Start of Recorded information

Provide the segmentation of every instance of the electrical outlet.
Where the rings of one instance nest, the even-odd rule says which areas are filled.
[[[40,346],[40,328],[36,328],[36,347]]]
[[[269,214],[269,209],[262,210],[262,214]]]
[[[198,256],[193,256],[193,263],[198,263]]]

End of Recorded information

## Work item
Only these lines should appear in the reply: the one containing "Where the rings", the last line of the data, and all lines between them, each copied exactly.

## Written solution
Where the rings of one instance nest, the even-odd rule says which areas are filled.
[[[40,346],[40,328],[36,328],[36,347]]]
[[[269,214],[269,209],[262,210],[262,214]]]
[[[198,256],[193,256],[193,263],[198,263]]]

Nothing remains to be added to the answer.